PROBLEM: Reproduce exactly the lines from the one containing "Could you please indicate the pink pompom" through the last line of the records below, both included. Leave out any pictures.

MATERIAL FOR THE TASK:

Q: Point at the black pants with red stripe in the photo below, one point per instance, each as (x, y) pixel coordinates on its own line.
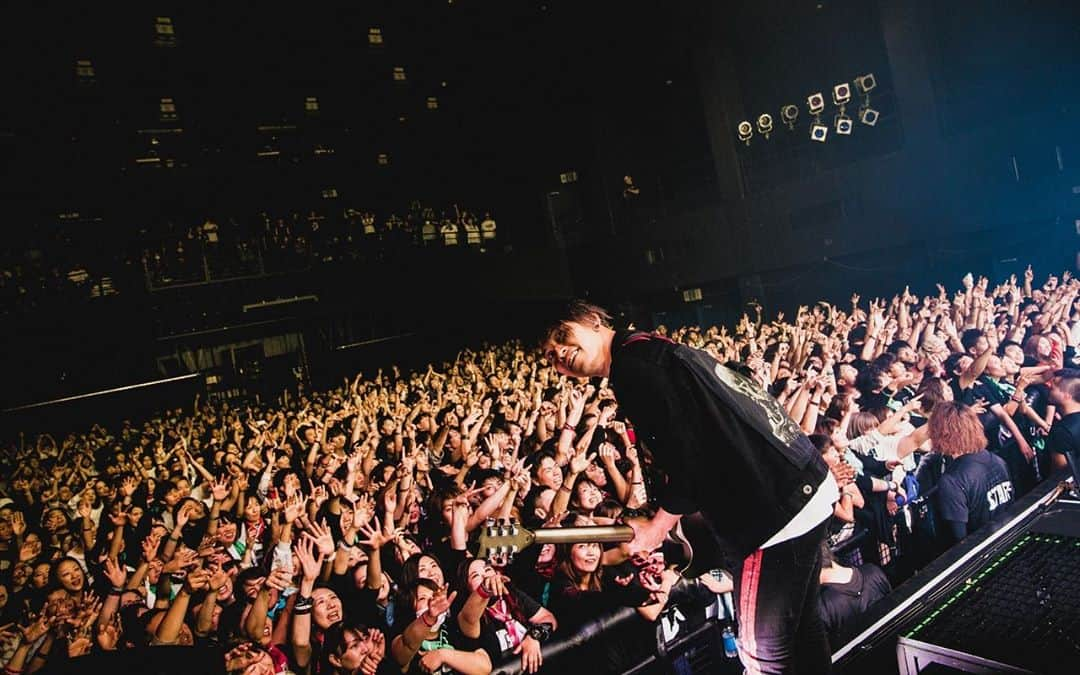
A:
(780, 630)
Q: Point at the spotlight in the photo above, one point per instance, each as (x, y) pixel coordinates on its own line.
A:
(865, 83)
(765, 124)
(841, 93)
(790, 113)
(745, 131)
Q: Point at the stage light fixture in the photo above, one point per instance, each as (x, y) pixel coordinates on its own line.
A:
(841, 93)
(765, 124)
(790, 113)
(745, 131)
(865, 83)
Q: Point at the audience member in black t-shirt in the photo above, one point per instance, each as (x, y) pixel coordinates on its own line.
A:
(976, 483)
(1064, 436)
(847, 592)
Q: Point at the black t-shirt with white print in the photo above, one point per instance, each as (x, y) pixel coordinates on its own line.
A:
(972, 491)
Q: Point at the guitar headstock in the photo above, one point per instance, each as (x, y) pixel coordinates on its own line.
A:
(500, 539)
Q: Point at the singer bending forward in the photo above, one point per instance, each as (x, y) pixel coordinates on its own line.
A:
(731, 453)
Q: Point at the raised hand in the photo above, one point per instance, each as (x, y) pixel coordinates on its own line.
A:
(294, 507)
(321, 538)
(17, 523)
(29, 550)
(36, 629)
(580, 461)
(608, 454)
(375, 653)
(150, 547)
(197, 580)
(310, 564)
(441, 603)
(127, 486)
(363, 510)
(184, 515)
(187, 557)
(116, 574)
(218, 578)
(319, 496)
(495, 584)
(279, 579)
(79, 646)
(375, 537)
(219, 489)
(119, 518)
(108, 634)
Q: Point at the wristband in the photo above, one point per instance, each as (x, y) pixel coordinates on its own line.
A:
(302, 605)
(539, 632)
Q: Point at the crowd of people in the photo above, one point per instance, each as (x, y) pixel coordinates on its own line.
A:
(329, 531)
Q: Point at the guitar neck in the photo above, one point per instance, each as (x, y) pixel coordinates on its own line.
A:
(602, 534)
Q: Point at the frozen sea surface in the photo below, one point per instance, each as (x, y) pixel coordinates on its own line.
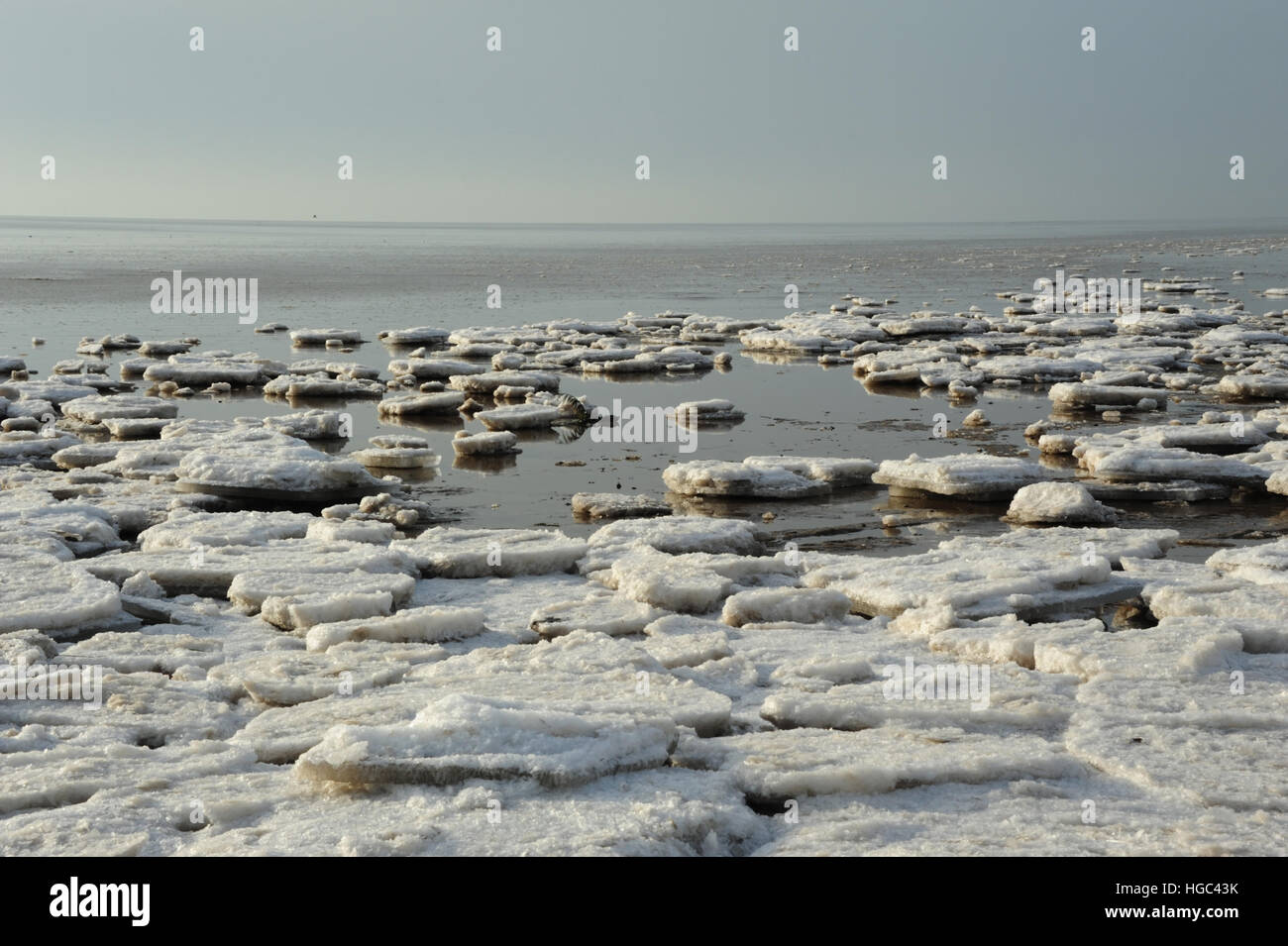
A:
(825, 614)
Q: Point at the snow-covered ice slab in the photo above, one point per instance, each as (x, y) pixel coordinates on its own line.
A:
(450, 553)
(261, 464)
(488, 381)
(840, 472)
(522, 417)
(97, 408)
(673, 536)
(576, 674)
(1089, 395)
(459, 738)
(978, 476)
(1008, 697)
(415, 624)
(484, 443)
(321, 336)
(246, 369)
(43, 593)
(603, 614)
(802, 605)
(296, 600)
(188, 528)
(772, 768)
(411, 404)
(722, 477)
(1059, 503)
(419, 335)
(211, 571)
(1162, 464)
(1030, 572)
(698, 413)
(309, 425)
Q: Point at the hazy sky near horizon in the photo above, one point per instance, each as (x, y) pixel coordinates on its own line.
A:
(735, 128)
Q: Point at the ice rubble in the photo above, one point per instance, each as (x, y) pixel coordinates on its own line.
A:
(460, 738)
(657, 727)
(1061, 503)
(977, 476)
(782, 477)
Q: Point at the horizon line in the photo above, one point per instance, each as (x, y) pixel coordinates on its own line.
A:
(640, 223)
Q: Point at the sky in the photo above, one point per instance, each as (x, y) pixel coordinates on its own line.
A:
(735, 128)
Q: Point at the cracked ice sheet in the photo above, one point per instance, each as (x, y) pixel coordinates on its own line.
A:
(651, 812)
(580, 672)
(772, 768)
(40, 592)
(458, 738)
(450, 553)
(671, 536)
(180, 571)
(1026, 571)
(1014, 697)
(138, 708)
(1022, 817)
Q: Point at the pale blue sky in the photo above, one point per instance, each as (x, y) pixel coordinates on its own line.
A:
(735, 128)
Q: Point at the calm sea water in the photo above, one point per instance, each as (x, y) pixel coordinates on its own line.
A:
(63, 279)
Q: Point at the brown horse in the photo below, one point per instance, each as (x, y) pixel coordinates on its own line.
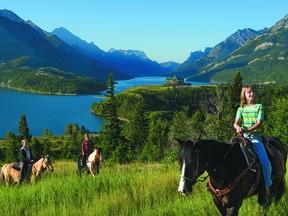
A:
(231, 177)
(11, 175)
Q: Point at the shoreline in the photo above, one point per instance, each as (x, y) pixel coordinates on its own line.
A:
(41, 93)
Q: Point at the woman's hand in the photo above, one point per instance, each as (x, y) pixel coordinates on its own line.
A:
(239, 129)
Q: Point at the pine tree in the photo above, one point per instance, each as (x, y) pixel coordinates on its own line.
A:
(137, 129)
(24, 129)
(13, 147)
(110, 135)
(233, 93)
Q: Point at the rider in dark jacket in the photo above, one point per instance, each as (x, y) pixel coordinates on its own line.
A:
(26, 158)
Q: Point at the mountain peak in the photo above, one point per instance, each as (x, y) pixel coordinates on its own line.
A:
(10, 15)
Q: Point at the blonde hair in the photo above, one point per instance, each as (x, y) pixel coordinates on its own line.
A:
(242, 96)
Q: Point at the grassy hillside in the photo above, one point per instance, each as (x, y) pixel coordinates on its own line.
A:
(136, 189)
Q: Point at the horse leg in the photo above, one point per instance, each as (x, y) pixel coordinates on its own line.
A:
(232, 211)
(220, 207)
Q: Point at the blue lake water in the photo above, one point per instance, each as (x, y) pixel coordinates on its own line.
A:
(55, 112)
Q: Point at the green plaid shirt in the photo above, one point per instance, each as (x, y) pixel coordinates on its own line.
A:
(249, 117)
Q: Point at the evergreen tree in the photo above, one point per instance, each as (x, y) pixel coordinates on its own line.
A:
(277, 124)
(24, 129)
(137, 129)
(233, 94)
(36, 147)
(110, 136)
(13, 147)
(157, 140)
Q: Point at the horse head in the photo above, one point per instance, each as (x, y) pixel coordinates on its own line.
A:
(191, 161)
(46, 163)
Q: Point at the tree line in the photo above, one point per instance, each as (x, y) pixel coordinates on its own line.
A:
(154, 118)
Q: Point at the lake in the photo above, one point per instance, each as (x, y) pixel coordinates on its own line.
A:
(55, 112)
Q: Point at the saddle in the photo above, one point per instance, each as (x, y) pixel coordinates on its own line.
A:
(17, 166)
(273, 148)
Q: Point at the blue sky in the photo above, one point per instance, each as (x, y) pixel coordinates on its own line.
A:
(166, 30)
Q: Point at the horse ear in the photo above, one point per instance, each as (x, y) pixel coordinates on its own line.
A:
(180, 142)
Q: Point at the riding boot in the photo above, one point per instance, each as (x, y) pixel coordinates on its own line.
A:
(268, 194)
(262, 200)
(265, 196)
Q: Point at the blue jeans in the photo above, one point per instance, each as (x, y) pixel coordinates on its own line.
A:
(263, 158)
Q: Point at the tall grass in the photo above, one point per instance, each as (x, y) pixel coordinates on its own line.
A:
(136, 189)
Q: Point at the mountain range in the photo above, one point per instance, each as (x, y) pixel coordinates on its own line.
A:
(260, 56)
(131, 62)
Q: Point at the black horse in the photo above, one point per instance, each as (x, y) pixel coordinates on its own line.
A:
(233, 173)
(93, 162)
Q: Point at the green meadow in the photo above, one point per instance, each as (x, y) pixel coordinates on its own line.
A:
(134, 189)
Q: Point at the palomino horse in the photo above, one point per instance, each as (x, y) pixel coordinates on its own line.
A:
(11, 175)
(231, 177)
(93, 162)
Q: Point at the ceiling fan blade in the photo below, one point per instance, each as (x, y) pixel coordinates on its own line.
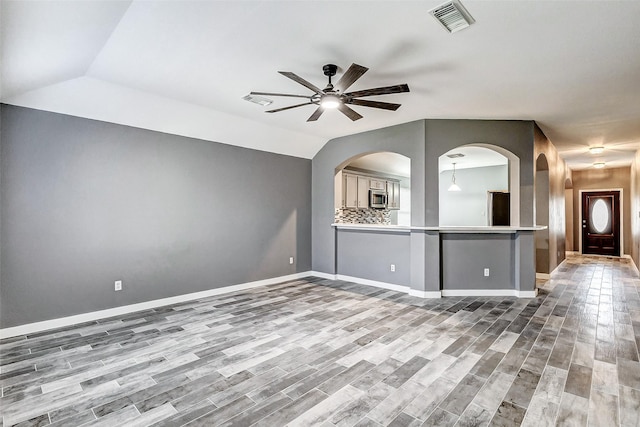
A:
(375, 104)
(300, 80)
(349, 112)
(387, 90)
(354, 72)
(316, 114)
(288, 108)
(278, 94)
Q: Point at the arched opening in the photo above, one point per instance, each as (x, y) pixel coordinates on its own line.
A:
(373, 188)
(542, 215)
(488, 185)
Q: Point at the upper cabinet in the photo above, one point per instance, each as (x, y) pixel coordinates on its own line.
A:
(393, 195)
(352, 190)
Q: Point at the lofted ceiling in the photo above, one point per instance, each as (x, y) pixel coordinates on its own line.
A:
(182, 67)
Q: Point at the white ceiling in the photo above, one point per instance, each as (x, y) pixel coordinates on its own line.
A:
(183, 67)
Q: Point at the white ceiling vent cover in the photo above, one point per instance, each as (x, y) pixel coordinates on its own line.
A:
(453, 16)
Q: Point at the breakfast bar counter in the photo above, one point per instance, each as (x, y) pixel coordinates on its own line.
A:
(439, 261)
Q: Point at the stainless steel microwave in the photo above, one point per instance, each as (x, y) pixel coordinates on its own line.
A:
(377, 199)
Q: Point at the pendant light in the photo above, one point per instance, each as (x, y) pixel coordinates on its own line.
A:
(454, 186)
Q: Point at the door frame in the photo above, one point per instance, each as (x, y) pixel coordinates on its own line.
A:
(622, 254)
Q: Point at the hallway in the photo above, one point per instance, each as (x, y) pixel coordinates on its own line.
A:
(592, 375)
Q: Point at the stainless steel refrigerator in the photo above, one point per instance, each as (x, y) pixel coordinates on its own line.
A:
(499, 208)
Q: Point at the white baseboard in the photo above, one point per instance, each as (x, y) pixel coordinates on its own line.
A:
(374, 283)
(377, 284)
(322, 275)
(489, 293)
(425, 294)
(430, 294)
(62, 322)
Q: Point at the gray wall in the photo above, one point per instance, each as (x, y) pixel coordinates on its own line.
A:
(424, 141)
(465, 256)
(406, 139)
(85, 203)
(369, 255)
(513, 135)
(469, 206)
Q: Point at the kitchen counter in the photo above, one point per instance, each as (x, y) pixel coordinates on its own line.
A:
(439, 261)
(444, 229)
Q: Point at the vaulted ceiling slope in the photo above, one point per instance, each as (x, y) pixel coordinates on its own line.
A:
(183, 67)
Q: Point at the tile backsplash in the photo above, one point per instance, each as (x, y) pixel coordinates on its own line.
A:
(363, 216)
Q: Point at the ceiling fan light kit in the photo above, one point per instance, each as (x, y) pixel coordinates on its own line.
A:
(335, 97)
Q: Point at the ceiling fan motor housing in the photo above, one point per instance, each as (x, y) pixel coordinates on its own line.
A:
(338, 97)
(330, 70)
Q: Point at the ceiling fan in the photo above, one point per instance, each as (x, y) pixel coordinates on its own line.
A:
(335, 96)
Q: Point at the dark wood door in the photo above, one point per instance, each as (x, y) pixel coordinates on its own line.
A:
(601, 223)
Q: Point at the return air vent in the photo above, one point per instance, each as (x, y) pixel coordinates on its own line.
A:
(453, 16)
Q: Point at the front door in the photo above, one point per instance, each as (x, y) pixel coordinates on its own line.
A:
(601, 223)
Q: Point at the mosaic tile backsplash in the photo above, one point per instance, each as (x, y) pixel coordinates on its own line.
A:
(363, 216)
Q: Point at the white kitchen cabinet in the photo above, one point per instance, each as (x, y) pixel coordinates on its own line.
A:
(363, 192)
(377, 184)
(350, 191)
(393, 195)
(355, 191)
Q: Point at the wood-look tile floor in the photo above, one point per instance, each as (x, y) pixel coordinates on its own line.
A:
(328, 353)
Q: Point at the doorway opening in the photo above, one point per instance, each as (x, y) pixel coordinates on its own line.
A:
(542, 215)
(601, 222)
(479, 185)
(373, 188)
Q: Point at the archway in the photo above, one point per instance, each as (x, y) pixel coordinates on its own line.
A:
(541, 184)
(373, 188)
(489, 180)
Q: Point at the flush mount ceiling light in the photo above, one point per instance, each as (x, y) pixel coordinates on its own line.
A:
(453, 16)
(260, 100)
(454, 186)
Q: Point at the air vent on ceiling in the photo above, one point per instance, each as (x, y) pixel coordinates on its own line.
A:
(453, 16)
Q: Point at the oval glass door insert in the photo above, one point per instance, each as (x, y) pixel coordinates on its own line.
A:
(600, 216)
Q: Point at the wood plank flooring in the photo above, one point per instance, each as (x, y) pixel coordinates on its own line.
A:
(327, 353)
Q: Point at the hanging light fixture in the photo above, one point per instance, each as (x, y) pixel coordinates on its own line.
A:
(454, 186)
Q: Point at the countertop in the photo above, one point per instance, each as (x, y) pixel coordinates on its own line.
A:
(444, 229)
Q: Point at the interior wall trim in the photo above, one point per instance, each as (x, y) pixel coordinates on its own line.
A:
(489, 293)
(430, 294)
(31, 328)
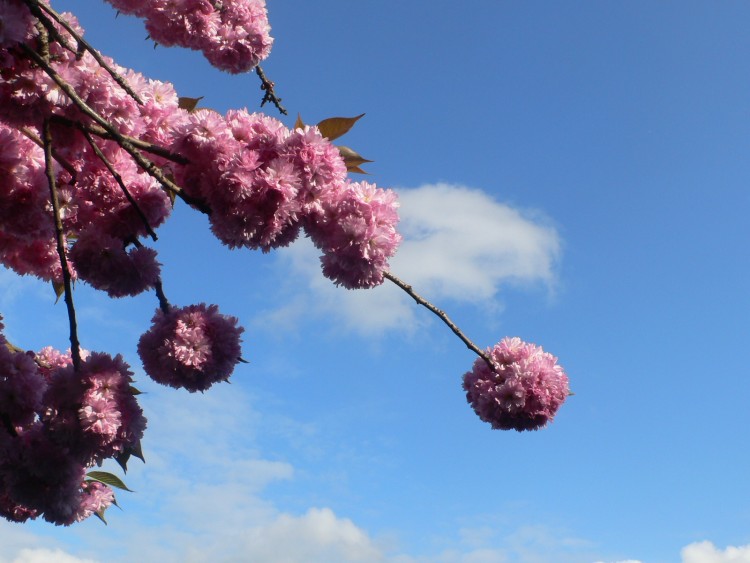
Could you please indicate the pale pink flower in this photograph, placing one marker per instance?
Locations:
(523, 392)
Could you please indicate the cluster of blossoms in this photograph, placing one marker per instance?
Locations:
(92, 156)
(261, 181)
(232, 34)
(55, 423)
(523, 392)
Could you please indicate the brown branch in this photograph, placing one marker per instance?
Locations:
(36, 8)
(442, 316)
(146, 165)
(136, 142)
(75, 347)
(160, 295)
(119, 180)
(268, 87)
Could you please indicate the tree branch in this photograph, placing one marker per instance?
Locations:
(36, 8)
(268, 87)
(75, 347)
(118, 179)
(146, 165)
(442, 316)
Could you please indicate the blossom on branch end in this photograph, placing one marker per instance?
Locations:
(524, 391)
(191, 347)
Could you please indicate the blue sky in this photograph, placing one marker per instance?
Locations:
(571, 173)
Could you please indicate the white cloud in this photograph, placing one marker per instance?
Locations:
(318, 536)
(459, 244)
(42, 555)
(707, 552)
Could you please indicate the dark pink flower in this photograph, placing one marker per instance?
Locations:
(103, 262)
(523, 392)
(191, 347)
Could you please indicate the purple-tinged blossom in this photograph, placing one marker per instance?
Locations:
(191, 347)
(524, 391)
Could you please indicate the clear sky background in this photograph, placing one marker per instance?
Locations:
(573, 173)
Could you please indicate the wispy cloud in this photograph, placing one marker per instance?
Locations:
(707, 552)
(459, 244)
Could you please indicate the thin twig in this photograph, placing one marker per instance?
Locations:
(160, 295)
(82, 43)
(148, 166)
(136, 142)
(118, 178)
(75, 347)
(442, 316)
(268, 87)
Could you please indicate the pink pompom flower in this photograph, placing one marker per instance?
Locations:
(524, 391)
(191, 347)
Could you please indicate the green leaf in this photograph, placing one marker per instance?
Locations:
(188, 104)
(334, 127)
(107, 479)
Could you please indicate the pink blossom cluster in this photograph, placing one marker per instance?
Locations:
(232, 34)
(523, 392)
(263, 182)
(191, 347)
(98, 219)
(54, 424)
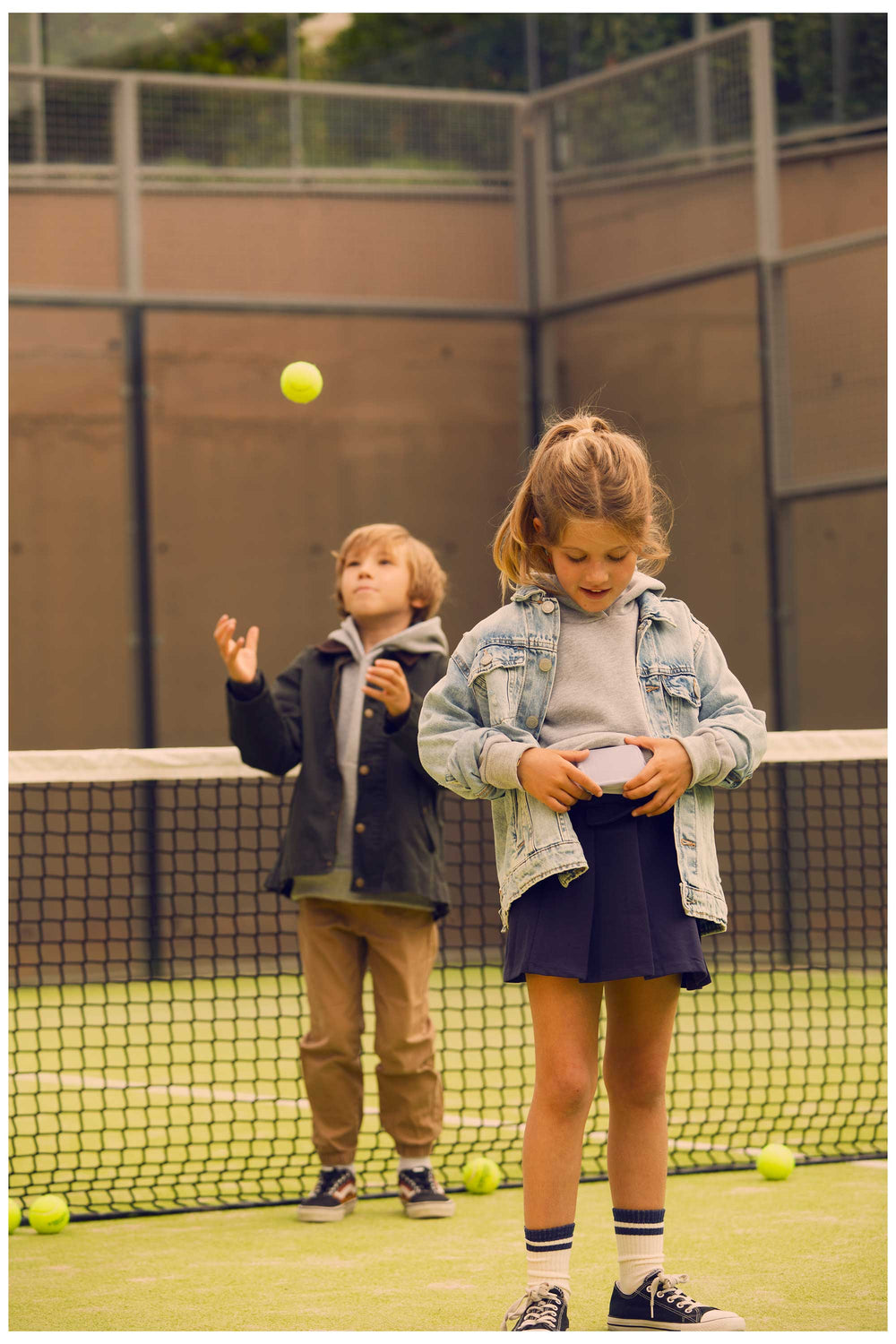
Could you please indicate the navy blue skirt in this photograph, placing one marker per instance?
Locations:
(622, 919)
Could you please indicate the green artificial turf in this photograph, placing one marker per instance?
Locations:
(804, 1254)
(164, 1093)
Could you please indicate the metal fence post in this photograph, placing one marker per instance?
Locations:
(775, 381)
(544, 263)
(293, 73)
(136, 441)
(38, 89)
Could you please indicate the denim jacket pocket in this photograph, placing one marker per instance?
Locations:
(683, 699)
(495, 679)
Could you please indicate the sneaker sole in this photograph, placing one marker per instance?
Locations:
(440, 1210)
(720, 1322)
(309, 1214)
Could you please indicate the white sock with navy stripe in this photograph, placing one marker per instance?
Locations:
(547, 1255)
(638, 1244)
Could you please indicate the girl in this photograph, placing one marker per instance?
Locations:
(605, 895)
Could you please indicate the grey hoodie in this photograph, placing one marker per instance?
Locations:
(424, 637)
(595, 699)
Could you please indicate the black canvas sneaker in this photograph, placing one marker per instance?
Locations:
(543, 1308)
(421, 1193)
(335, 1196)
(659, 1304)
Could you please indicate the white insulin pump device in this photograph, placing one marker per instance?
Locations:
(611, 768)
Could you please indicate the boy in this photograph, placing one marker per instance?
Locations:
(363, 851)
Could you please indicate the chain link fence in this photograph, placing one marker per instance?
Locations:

CORRECT ANSWER:
Could you please indicate the pink pompom flower in this photograph, placing one marker per instance?
Locations:
(524, 391)
(191, 347)
Could you please indicate the green leaf in this photograph, placing one marker per instance?
Locations:
(188, 104)
(334, 127)
(107, 479)
Could you please indicate the pink blossom cluster in this photograph, placing one marker per instance?
Locations:
(232, 34)
(523, 392)
(263, 182)
(191, 347)
(98, 219)
(54, 424)
Could you please indicate the navy blue skirt in this photograph, placing one marker per instance?
Locations:
(622, 919)
Could you please indicate the green artificial turf in this photograph, placing one marker per instance?
Locations:
(804, 1254)
(164, 1093)
Could you please indicate the metal fence post in this photograph, placing one marker per instance?
Locations:
(775, 381)
(544, 263)
(293, 73)
(136, 441)
(38, 89)
Could you please indicate the denim jacket pocket in this photograph, placing one marker per instance?
Locations:
(683, 699)
(495, 679)
Could you please indicate the sneaker sole in this photograph, placing one marker per instance?
Locations:
(440, 1210)
(720, 1322)
(309, 1214)
Could you please indicate the white sock with navy stripe in this photograph, placing one marker per instance?
Locations:
(547, 1255)
(638, 1244)
Could you please indicate the girl in this photograph, placing one marker per instance?
Locations:
(605, 895)
Could you please indicate the grey hoodie in this photograph, placing one marker per instance?
Locations:
(424, 637)
(595, 699)
Could you please indicate the black canvas sneaker in this photograph, placing one marker per instance?
Locations:
(543, 1308)
(421, 1193)
(335, 1196)
(659, 1304)
Could you please indicate the white insulin pump device in this photograph, placing one marker per instance?
Locations:
(611, 768)
Could you please indicate the boy in this photograph, placing one marker per instance?
Locations:
(363, 851)
Could you please indicate the chain link fence in this photograph, placing one marker per instance?
Locations:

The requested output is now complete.